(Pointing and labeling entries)
*****
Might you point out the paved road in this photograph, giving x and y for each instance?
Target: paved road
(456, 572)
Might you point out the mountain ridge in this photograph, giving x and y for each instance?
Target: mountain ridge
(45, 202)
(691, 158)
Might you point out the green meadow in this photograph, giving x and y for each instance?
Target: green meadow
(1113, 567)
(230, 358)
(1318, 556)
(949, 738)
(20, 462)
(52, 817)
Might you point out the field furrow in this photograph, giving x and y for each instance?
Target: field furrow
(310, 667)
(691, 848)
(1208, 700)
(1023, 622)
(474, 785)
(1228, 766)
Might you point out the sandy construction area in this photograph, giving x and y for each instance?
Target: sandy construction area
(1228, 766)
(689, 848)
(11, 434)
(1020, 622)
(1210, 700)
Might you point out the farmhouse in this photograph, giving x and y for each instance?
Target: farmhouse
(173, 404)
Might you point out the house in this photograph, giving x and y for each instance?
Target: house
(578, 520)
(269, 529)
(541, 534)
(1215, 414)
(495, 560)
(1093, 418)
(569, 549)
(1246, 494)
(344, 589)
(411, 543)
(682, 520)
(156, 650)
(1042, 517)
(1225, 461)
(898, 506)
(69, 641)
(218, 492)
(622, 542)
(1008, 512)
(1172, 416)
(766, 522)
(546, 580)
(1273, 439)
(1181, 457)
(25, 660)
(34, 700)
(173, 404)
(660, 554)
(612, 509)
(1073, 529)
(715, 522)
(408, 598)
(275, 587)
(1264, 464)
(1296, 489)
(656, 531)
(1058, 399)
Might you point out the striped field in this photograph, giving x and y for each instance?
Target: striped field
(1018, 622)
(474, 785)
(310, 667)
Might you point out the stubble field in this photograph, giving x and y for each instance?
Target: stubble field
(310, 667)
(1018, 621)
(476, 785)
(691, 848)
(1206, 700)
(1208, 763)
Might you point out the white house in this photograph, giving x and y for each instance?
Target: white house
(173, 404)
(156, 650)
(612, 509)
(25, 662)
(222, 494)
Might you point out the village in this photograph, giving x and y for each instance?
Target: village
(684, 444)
*****
# Problem description
Set down every line of the listing above again, exactly as given.

# The completed task
Might you point out the paved road in this photograph, giving x and y for each instance?
Target: paved road
(456, 572)
Might you point out the mountain ridge in this photograph, giving x and y for each instance?
Target: mountain ridge
(45, 202)
(691, 158)
Might you point out the green meadow in this photograph, giving x and y for each instance?
Target: green meadow
(1113, 567)
(230, 358)
(1318, 556)
(949, 738)
(20, 462)
(52, 817)
Might you point out the field furrow in this photograph, giving x and y for each instance?
Target: field furrow
(310, 667)
(691, 848)
(1208, 700)
(1023, 622)
(474, 785)
(1228, 766)
Might you point out the sandy construction area in this photograph, giving x and y for each instance?
Target: sandy construction area
(1228, 766)
(689, 848)
(11, 434)
(1020, 622)
(1210, 700)
Might you point out the farmhouse in this photograph, giving x and y for each instance?
Target: farmhouse
(173, 404)
Might you point out the house in this photograph, giving x and y for each instance?
Target: house
(578, 520)
(269, 529)
(541, 534)
(1215, 414)
(495, 560)
(1093, 418)
(569, 549)
(1246, 494)
(344, 589)
(411, 543)
(682, 520)
(156, 650)
(1042, 517)
(1225, 461)
(898, 506)
(69, 641)
(218, 492)
(622, 542)
(1008, 512)
(1172, 416)
(766, 522)
(546, 580)
(1273, 439)
(1181, 457)
(25, 660)
(34, 700)
(173, 404)
(660, 554)
(612, 509)
(1073, 529)
(715, 522)
(408, 598)
(275, 587)
(1264, 464)
(1296, 489)
(656, 531)
(1058, 399)
Might you point out the striped field in this photograph, giving x and y for each instance?
Target: striped field
(1018, 622)
(474, 785)
(310, 667)
Might you point out the stubble field in this photograph, giving x and y for each instance?
Target: stubble field
(310, 667)
(1018, 621)
(476, 785)
(691, 848)
(1206, 700)
(1208, 763)
Might you point out the white house in this photograph, giving x and y for each instance?
Target: white house
(173, 404)
(156, 650)
(612, 509)
(25, 662)
(222, 494)
Might you point out the village in this photograph, giving x and y for each instance?
Target: village
(684, 444)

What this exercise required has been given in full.